> EXCERPTED PASSAGE
Le Tue, 09 Mar 2010 23:17:57 +0100, Robbert Krebbers  
<robbertkrebbers AT student.ru.nl> a écrit:

> Hi,
>
> I'm wondering whether a strong version of excluded middle, em : forall P  
> : Prop, { P } + { ~P }, still results in inconsistency in the current  
> version of Coq. To prove inconsistency from it, I defined a retract from  
> Prop to bool (as described in [1] for an older version of Coq), as  
> follows.
>
> Parameter em : forall P, { P } + { ~P }.
>
> Definition b2P (b : bool) : Prop := match b with
>  | true => True
>  | false => False
>  end.
>
> Definition P2b (P : Prop) : bool := match em P with
>  | left _ => true
>  | right _ => false
>  end.
>
> Lemma P2P2 : forall P : Prop, P -> b2P (P2b P).
> Proof with auto.
>  unfold P2b. unfold b2P. intros.
>  destruct (em P)...
> Qed.
>
> Lemma P2P1 : forall P : Prop, b2P (P2b P) -> P.
> Proof with auto.
>  unfold P2b. unfold b2P. intros.
>  destruct (em P)...
>  contradiction.
> Qed.
>
> Now I tried to use theories/Logic/Hurkens.v to show that this yields a  
> paradox. Unfortunately Hurkens.v requires a type bool : Prop instead of  
> the usual bool : Set (from the Coq library). So I tried to define a  
> boolean type in Prop as follows.
>
> Inductive pbool : Prop := ptrue | pfalse.
>
> This gets accepted, but elimination over inductive types in Prop is not  
> allowed, if I attempt to define P2b for pbool (similarly as for bool)

> PROBLEM SET
a) In the excerpt on excluded middle in Coq, why did the writer try to define a boolean type in Prop?
b) In the excerpt on excluded middle in Coq, list the name that directly follows each use of the keywords Parameter, Definition, Lemma, and Inductive in the code.

> RAW DATA

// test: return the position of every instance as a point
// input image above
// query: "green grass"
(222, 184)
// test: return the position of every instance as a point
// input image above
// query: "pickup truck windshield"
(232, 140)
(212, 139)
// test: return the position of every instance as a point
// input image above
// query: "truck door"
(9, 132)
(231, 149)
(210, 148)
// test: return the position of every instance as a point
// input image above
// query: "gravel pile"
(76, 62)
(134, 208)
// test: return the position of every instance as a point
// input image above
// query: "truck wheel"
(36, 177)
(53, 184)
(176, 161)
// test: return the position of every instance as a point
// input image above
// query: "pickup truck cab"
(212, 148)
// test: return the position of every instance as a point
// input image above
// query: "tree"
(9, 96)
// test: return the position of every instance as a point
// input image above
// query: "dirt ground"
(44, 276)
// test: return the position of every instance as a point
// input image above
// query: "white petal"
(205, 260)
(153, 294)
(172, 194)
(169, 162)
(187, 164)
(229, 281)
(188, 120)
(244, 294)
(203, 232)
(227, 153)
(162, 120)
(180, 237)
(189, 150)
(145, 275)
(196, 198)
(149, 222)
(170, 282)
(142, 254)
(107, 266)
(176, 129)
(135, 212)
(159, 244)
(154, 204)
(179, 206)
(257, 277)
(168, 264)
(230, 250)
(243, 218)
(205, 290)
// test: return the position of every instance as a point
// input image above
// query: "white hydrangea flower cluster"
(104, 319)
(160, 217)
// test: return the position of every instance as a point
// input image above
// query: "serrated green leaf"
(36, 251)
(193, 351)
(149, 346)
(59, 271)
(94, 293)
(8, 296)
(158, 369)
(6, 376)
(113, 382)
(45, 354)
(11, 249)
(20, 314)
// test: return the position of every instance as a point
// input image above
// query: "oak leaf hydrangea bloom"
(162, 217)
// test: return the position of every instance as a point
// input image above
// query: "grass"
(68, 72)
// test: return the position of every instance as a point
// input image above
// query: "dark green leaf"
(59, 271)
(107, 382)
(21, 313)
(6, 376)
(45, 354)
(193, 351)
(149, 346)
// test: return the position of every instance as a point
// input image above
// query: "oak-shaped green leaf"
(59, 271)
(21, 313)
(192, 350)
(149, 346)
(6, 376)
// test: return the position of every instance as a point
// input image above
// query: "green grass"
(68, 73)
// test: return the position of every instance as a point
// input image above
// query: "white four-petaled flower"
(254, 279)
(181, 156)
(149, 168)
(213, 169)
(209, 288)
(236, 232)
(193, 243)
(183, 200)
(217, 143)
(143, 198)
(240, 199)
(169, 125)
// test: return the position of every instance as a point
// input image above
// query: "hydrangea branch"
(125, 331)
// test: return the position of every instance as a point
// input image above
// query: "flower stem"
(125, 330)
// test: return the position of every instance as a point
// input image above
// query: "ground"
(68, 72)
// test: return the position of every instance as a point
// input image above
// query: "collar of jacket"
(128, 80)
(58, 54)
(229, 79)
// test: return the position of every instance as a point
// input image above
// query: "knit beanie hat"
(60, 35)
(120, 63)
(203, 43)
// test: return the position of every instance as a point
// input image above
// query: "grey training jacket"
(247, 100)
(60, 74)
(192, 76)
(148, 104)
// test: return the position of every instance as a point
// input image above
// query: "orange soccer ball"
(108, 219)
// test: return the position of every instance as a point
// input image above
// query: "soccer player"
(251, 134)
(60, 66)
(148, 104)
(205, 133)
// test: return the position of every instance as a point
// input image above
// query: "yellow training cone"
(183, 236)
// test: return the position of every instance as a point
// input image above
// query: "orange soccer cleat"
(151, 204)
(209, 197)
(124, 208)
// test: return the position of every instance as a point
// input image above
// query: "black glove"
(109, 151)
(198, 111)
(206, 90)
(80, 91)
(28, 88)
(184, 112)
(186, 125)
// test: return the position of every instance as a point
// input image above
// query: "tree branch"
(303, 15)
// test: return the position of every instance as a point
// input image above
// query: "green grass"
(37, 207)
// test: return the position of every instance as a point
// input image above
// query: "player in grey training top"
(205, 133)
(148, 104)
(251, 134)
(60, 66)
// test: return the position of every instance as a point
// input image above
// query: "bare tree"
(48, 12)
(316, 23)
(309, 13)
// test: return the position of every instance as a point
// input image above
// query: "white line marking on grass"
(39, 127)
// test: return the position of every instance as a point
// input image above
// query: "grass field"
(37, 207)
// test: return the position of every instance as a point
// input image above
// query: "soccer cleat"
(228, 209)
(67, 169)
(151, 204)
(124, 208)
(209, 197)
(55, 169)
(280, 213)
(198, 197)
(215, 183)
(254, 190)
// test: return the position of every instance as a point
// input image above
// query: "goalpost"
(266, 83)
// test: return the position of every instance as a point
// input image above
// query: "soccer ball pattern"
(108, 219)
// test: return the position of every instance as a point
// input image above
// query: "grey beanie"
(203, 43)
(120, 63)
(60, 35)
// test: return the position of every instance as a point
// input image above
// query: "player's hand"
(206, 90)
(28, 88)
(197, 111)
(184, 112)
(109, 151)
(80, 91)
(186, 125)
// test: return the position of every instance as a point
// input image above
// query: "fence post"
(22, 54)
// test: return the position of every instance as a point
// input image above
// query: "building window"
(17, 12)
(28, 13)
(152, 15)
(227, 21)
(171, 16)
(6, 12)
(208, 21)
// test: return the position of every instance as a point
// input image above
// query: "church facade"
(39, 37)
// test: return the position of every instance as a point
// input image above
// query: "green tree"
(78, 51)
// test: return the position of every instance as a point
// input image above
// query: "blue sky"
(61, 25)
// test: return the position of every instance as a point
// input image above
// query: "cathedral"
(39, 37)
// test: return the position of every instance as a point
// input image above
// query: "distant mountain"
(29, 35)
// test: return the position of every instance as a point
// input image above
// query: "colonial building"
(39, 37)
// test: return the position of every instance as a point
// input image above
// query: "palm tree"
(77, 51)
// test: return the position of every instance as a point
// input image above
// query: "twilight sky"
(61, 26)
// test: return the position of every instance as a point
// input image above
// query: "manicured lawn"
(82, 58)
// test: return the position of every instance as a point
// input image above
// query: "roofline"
--
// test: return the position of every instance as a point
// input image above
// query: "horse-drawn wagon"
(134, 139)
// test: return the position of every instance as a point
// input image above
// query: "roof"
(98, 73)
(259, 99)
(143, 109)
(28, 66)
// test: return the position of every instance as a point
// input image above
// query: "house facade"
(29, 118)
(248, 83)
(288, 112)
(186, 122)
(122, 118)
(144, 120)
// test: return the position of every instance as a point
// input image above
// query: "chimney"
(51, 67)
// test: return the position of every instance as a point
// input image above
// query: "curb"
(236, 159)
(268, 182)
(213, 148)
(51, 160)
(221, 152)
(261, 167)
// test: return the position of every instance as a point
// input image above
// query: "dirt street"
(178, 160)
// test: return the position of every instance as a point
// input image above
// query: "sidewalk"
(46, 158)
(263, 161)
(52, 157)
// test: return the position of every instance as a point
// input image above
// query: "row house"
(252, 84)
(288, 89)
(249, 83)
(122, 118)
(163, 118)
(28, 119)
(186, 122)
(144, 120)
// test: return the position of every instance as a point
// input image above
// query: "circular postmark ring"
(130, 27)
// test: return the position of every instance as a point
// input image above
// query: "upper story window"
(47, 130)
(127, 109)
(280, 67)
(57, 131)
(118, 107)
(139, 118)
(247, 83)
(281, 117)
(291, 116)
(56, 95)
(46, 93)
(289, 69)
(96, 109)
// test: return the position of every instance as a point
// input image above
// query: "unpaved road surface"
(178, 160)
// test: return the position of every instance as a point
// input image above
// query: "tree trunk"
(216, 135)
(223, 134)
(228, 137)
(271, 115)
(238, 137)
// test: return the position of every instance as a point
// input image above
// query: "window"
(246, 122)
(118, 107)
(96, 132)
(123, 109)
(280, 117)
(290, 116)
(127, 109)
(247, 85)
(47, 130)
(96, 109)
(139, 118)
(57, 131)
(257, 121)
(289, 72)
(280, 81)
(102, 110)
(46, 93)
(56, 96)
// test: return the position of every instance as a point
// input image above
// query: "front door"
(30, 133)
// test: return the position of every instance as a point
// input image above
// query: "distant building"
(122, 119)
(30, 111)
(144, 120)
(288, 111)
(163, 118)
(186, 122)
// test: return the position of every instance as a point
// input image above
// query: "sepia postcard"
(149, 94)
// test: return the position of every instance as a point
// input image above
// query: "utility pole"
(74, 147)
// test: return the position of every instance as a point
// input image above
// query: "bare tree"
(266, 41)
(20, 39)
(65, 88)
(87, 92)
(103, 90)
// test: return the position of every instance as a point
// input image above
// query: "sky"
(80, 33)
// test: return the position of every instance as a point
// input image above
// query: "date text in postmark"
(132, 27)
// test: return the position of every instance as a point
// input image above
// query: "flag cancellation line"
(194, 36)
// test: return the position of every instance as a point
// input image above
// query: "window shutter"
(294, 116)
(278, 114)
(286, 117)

> THE RESULTS
a) The writer wanted to use theories/Logic/Hurkens.v to derive a paradox. That file requires a type bool : Prop rather than the usual bool : Set from the Coq library, so the writer defined pbool in Prop.

b)
- em
- b2P
- P2b
- P2P2
- P2P1
- pbool